◆ Requirements ◆
Rewrite the lines from the one containing "Tell me exactly where the bush" through the one containing "top-left (0, 0), bottom-right (438, 305)", inclusive, as a JSON list of strings, one string per line, with blank lines omitted. Leave the picture out of the list.

◆ Input for this task ◆
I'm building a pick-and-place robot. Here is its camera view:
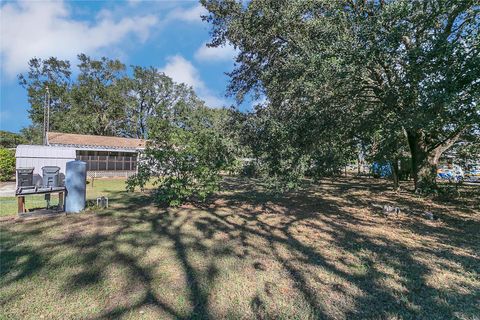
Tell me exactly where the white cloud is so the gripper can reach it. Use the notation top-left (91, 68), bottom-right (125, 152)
top-left (0, 1), bottom-right (158, 76)
top-left (195, 42), bottom-right (237, 61)
top-left (167, 4), bottom-right (207, 22)
top-left (161, 55), bottom-right (227, 108)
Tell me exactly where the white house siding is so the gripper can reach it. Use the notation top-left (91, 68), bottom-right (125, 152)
top-left (15, 145), bottom-right (76, 185)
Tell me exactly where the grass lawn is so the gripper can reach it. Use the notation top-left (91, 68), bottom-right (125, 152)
top-left (0, 178), bottom-right (480, 319)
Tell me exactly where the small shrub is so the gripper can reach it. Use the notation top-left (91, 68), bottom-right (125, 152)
top-left (0, 148), bottom-right (15, 181)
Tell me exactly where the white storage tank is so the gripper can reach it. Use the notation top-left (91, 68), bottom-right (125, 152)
top-left (65, 160), bottom-right (87, 213)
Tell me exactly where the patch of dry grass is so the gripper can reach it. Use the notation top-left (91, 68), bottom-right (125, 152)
top-left (0, 179), bottom-right (480, 319)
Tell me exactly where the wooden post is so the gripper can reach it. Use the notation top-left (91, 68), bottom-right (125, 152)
top-left (58, 191), bottom-right (65, 211)
top-left (17, 196), bottom-right (25, 213)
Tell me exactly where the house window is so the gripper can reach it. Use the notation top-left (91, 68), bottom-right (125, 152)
top-left (77, 150), bottom-right (137, 171)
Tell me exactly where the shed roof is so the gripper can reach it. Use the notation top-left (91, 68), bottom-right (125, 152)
top-left (47, 132), bottom-right (146, 149)
top-left (15, 144), bottom-right (76, 159)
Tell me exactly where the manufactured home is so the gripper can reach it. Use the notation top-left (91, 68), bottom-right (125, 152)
top-left (15, 132), bottom-right (145, 184)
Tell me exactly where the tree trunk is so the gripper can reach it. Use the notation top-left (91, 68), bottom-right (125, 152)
top-left (392, 159), bottom-right (400, 191)
top-left (407, 128), bottom-right (466, 190)
top-left (407, 131), bottom-right (441, 190)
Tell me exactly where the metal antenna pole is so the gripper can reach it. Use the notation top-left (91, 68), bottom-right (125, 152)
top-left (42, 87), bottom-right (48, 146)
top-left (45, 87), bottom-right (50, 144)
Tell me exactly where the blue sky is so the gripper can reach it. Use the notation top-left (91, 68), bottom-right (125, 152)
top-left (0, 0), bottom-right (242, 132)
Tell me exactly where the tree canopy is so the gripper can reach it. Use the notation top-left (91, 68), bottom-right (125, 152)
top-left (202, 0), bottom-right (480, 189)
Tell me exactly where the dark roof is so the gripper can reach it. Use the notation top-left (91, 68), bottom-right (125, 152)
top-left (47, 132), bottom-right (146, 149)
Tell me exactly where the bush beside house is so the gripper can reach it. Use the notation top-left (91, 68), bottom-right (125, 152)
top-left (0, 148), bottom-right (15, 181)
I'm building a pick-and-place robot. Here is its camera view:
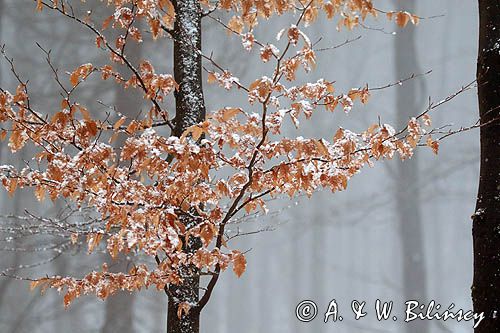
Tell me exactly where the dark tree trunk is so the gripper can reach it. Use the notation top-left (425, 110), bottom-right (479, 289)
top-left (472, 0), bottom-right (500, 333)
top-left (394, 1), bottom-right (429, 333)
top-left (167, 0), bottom-right (205, 333)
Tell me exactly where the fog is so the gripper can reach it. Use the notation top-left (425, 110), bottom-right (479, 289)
top-left (0, 0), bottom-right (479, 333)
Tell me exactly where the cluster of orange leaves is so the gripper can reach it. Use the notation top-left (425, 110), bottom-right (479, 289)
top-left (0, 0), bottom-right (438, 305)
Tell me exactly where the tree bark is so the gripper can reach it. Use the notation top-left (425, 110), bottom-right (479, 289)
top-left (472, 0), bottom-right (500, 333)
top-left (167, 0), bottom-right (205, 333)
top-left (394, 1), bottom-right (429, 333)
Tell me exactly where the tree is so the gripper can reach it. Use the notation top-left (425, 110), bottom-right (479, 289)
top-left (0, 0), bottom-right (446, 333)
top-left (472, 0), bottom-right (500, 333)
top-left (394, 1), bottom-right (429, 333)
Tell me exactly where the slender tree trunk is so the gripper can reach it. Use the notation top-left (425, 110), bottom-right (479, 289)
top-left (472, 0), bottom-right (500, 333)
top-left (394, 1), bottom-right (429, 333)
top-left (167, 0), bottom-right (205, 333)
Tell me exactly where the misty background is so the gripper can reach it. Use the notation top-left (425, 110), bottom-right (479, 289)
top-left (0, 0), bottom-right (479, 333)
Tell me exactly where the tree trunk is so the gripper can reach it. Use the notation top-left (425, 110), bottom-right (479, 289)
top-left (472, 0), bottom-right (500, 333)
top-left (167, 0), bottom-right (205, 333)
top-left (394, 1), bottom-right (429, 333)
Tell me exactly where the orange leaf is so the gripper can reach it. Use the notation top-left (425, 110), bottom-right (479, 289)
top-left (233, 251), bottom-right (247, 277)
top-left (222, 108), bottom-right (241, 121)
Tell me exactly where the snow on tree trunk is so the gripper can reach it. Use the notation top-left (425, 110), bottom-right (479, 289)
top-left (472, 0), bottom-right (500, 333)
top-left (167, 0), bottom-right (205, 333)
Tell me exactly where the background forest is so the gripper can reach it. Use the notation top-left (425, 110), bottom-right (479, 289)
top-left (0, 0), bottom-right (479, 333)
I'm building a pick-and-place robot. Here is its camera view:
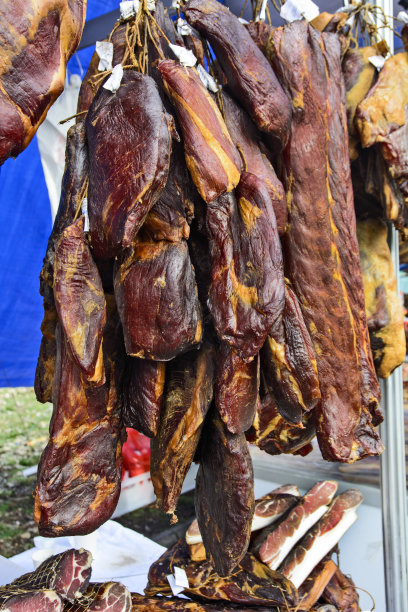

◆ Finished answer ◆
[
  "Tell me exactly where the bush beside house is so the gripper can reach it. Use the notation top-left (91, 68), bottom-right (125, 152)",
  "top-left (0, 148), bottom-right (15, 181)",
  "I'm building a pick-and-place robot. Here is its camera view:",
  "Tell me exactly where the dark tree trunk is so the gripper can reach it. Use the notation top-left (425, 110), bottom-right (479, 289)",
  "top-left (472, 0), bottom-right (500, 333)",
  "top-left (394, 1), bottom-right (429, 333)",
  "top-left (167, 0), bottom-right (205, 333)",
  "Tell me exactly where the fog is so the gripper can reach it. Use the notation top-left (425, 110), bottom-right (479, 289)",
  "top-left (0, 0), bottom-right (479, 333)",
  "Tell me exactly where the cluster of orange leaves is so the gripper can reach it. Use the notation top-left (425, 110), bottom-right (479, 289)",
  "top-left (0, 0), bottom-right (438, 305)"
]